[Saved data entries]
-------------------------

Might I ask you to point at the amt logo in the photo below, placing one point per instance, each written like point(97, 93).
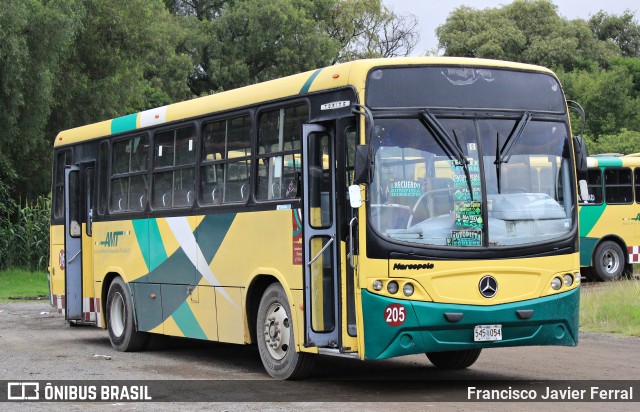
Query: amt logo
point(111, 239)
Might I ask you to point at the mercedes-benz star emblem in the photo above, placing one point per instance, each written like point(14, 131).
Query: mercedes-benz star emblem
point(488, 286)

-------------------------

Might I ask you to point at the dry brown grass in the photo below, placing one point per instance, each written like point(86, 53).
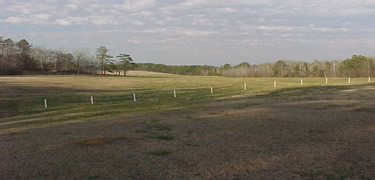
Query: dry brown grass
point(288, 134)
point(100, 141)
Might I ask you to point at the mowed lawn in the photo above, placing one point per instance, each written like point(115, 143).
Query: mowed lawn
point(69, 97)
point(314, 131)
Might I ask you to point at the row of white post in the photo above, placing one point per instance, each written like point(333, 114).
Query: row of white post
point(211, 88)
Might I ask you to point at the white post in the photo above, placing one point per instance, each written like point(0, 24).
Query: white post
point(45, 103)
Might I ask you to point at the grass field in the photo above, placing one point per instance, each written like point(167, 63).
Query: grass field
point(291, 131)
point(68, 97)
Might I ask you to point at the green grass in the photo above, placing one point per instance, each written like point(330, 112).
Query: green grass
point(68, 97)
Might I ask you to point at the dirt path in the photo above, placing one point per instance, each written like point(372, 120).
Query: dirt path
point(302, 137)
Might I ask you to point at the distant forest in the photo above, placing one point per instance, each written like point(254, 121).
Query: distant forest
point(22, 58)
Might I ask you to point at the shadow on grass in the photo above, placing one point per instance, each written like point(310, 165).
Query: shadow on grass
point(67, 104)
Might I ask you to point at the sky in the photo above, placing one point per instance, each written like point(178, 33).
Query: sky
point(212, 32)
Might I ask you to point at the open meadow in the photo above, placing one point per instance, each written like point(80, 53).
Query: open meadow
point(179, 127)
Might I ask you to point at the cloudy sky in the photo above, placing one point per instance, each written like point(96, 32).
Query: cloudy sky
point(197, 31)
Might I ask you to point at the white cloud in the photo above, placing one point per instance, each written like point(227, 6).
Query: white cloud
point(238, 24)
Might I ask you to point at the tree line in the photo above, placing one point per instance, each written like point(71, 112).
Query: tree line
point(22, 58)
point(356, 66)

-------------------------

#### The task:
Convert the data from the line containing "Might I ask you to point at the open" through the line containing "point(356, 66)", inclusive, into a Markdown table. Use the columns Row and Line, number each row, and skip any blank lines.

#### Written answer:
| Row | Line |
|---|---|
| 1 | Might I ask you to point at the open meadow in the photo above, placing one point per instance, each written like point(80, 53). |
| 2 | Query: open meadow |
| 3 | point(179, 127) |
| 4 | Might I ask you to point at the cloudy sky in the photo above, placing one point per instance, each written like point(96, 32). |
| 5 | Query: cloudy sky |
| 6 | point(197, 31) |
| 7 | Might I ask you to point at the white cloud in the photo above, placing one point per instance, each written like point(227, 6). |
| 8 | Query: white cloud |
| 9 | point(238, 24) |
| 10 | Might I ask you to point at the tree line in the photo above, placing one point per instance, each written like point(71, 112). |
| 11 | Query: tree line |
| 12 | point(22, 58) |
| 13 | point(356, 66) |